Would you please output the data exactly, omitting no line?

[Saved entries]

_ _ _

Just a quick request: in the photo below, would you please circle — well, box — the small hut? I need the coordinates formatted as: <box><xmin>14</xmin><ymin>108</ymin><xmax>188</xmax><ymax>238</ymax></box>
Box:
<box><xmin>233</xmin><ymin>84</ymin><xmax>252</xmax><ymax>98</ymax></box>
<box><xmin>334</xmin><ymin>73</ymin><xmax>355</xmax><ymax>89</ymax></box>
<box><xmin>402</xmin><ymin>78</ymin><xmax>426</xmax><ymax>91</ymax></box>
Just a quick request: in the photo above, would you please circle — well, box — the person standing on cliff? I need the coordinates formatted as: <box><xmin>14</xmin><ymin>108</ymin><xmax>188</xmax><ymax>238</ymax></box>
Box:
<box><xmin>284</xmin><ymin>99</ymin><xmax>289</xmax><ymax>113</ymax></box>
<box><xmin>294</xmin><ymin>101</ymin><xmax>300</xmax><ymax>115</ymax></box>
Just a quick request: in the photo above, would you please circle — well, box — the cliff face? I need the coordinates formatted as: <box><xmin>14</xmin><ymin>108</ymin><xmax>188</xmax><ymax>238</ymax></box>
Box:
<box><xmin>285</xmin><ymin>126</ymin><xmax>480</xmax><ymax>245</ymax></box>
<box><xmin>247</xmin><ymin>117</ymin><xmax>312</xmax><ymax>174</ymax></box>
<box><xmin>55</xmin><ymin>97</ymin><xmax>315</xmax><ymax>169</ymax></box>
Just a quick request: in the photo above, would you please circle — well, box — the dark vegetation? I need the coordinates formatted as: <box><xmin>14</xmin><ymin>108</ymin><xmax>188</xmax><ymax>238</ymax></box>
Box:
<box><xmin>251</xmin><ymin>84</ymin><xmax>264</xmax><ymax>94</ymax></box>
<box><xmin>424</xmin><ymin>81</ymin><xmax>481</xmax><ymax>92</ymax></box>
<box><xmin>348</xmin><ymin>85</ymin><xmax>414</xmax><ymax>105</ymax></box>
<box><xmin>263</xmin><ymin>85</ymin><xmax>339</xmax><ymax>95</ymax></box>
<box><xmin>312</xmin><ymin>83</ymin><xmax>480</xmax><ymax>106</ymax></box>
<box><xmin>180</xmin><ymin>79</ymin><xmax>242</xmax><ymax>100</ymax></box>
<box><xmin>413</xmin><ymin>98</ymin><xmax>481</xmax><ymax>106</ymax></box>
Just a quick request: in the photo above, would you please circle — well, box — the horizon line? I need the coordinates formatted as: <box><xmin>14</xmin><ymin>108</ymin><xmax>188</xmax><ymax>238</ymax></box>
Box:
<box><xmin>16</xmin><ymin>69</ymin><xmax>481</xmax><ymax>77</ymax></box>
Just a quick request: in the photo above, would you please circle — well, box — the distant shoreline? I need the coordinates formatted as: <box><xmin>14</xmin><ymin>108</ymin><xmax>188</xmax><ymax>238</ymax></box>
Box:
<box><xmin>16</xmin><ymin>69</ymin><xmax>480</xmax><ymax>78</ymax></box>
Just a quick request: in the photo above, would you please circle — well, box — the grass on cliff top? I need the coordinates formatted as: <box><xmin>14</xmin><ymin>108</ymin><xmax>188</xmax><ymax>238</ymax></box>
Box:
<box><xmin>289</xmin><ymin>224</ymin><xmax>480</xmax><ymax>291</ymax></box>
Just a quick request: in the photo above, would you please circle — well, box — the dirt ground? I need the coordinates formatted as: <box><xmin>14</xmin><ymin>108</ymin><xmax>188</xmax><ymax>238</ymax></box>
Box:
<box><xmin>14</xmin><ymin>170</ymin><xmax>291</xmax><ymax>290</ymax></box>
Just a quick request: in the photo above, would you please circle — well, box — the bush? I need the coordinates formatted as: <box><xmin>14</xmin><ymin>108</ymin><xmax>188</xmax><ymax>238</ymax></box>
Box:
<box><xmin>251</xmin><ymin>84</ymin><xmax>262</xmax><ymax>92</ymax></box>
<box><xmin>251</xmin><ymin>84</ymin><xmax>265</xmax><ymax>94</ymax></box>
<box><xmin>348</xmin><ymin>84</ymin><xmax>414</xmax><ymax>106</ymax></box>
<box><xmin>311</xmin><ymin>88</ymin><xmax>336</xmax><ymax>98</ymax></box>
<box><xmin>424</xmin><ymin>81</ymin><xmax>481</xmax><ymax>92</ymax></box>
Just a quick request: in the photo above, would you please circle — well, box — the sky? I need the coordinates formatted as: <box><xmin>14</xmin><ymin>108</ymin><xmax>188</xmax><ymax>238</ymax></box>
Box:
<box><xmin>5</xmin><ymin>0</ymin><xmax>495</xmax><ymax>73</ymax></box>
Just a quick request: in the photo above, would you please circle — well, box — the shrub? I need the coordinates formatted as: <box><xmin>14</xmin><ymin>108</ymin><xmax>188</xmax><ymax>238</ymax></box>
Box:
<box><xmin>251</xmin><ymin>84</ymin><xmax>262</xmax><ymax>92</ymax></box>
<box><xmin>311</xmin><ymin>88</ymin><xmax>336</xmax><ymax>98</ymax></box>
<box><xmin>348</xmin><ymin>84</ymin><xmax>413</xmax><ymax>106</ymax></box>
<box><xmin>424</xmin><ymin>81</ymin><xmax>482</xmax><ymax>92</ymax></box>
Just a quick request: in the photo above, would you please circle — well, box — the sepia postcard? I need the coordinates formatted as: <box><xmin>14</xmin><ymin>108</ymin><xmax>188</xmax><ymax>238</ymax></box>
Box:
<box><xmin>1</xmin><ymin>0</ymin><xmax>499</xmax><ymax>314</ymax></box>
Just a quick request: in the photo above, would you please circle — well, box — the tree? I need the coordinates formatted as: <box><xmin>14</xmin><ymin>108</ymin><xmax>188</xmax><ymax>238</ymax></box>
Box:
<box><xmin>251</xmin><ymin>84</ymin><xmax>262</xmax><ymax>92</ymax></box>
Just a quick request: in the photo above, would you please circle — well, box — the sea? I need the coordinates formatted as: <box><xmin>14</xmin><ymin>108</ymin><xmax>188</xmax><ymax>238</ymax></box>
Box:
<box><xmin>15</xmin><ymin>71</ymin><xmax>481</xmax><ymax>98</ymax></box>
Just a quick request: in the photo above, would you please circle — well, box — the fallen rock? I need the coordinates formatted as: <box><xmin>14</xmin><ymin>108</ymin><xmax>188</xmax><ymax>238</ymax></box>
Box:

_ _ _

Finished exercise -
Just a quick request: in the photo below, would you please circle — well, box — the small hut? I need the coordinates formatted as: <box><xmin>14</xmin><ymin>108</ymin><xmax>188</xmax><ymax>238</ymax></box>
Box:
<box><xmin>233</xmin><ymin>84</ymin><xmax>252</xmax><ymax>98</ymax></box>
<box><xmin>334</xmin><ymin>73</ymin><xmax>355</xmax><ymax>89</ymax></box>
<box><xmin>402</xmin><ymin>78</ymin><xmax>426</xmax><ymax>91</ymax></box>
Just a quick request: in the photo above, would you please circle — well, box — the person standing on cliff? I need the coordinates formatted as: <box><xmin>14</xmin><ymin>108</ymin><xmax>188</xmax><ymax>238</ymax></box>
Box:
<box><xmin>284</xmin><ymin>99</ymin><xmax>289</xmax><ymax>113</ymax></box>
<box><xmin>294</xmin><ymin>101</ymin><xmax>300</xmax><ymax>115</ymax></box>
Just a quick request: in the photo above, would you please circle — well, box — the cliff face? I need the coordinates formatted as: <box><xmin>14</xmin><ymin>108</ymin><xmax>188</xmax><ymax>238</ymax></box>
Box:
<box><xmin>285</xmin><ymin>126</ymin><xmax>480</xmax><ymax>245</ymax></box>
<box><xmin>247</xmin><ymin>117</ymin><xmax>312</xmax><ymax>174</ymax></box>
<box><xmin>55</xmin><ymin>97</ymin><xmax>315</xmax><ymax>169</ymax></box>
Just a quick request: in the photo above, would you please circle — well, box — the dark vegetation? I need the coordinates formatted as: <box><xmin>14</xmin><ymin>108</ymin><xmax>188</xmax><ymax>238</ymax></box>
Box:
<box><xmin>251</xmin><ymin>84</ymin><xmax>264</xmax><ymax>94</ymax></box>
<box><xmin>424</xmin><ymin>81</ymin><xmax>481</xmax><ymax>92</ymax></box>
<box><xmin>348</xmin><ymin>85</ymin><xmax>414</xmax><ymax>105</ymax></box>
<box><xmin>263</xmin><ymin>85</ymin><xmax>339</xmax><ymax>95</ymax></box>
<box><xmin>312</xmin><ymin>83</ymin><xmax>480</xmax><ymax>106</ymax></box>
<box><xmin>180</xmin><ymin>79</ymin><xmax>242</xmax><ymax>100</ymax></box>
<box><xmin>413</xmin><ymin>98</ymin><xmax>481</xmax><ymax>106</ymax></box>
Just a quick request: in the photo above, would you please circle — well, box — the horizon line? I need the coordinates formatted as: <box><xmin>14</xmin><ymin>108</ymin><xmax>188</xmax><ymax>238</ymax></box>
Box:
<box><xmin>16</xmin><ymin>69</ymin><xmax>481</xmax><ymax>77</ymax></box>
Just a quick request: in the photo above, would you please circle — well, box — the distant shoreline? I need the coordinates formatted as: <box><xmin>14</xmin><ymin>108</ymin><xmax>188</xmax><ymax>238</ymax></box>
Box:
<box><xmin>16</xmin><ymin>69</ymin><xmax>480</xmax><ymax>78</ymax></box>
Just a quick request: in the photo above, would you please circle — well, box — the grass on cliff top? I need the coordinates formatted as: <box><xmin>14</xmin><ymin>108</ymin><xmax>188</xmax><ymax>238</ymax></box>
Box:
<box><xmin>289</xmin><ymin>224</ymin><xmax>480</xmax><ymax>291</ymax></box>
Just a quick request: in the photo above, would you please circle — well, box — the dirt ground? I need the coordinates formatted as: <box><xmin>14</xmin><ymin>108</ymin><xmax>188</xmax><ymax>238</ymax></box>
Box:
<box><xmin>14</xmin><ymin>170</ymin><xmax>291</xmax><ymax>290</ymax></box>
Just a quick request: in the photo above, would you please circle — well, box — the bush? I need the coordinates formatted as: <box><xmin>14</xmin><ymin>108</ymin><xmax>188</xmax><ymax>238</ymax></box>
Box:
<box><xmin>251</xmin><ymin>84</ymin><xmax>262</xmax><ymax>92</ymax></box>
<box><xmin>251</xmin><ymin>84</ymin><xmax>265</xmax><ymax>94</ymax></box>
<box><xmin>348</xmin><ymin>84</ymin><xmax>414</xmax><ymax>106</ymax></box>
<box><xmin>311</xmin><ymin>88</ymin><xmax>336</xmax><ymax>98</ymax></box>
<box><xmin>424</xmin><ymin>81</ymin><xmax>481</xmax><ymax>92</ymax></box>
Just a quick request: in the photo above, would you please circle — well, box — the sky? I need the coordinates formatted as: <box><xmin>14</xmin><ymin>108</ymin><xmax>188</xmax><ymax>238</ymax></box>
Box:
<box><xmin>5</xmin><ymin>0</ymin><xmax>495</xmax><ymax>73</ymax></box>
Just a quick request: in the photo above, would you please circle — well, box — the shrub? I need the coordinates formatted as: <box><xmin>14</xmin><ymin>108</ymin><xmax>188</xmax><ymax>238</ymax></box>
Box:
<box><xmin>251</xmin><ymin>84</ymin><xmax>262</xmax><ymax>92</ymax></box>
<box><xmin>311</xmin><ymin>88</ymin><xmax>336</xmax><ymax>98</ymax></box>
<box><xmin>348</xmin><ymin>84</ymin><xmax>413</xmax><ymax>106</ymax></box>
<box><xmin>424</xmin><ymin>81</ymin><xmax>482</xmax><ymax>92</ymax></box>
Just a quick request: in the photo above, would you please circle — well, box — the sepia postcard? I need the coordinates formatted as: <box><xmin>14</xmin><ymin>108</ymin><xmax>188</xmax><ymax>238</ymax></box>
Box:
<box><xmin>1</xmin><ymin>0</ymin><xmax>499</xmax><ymax>314</ymax></box>
Just a quick request: in the photo above, would you please circle — well, box — the tree? I need the coordinates formatted as: <box><xmin>14</xmin><ymin>108</ymin><xmax>188</xmax><ymax>238</ymax></box>
Box:
<box><xmin>251</xmin><ymin>84</ymin><xmax>262</xmax><ymax>92</ymax></box>
Just a quick request: in the photo above, would you please circle — well, box — the sea? I need the coordinates formatted as: <box><xmin>14</xmin><ymin>108</ymin><xmax>188</xmax><ymax>238</ymax></box>
Box:
<box><xmin>15</xmin><ymin>71</ymin><xmax>481</xmax><ymax>98</ymax></box>
Just a quick request: in the photo above, would you please circle — well, box — the fallen rock? I need the coordinates formatted as: <box><xmin>14</xmin><ymin>108</ymin><xmax>188</xmax><ymax>238</ymax></box>
Box:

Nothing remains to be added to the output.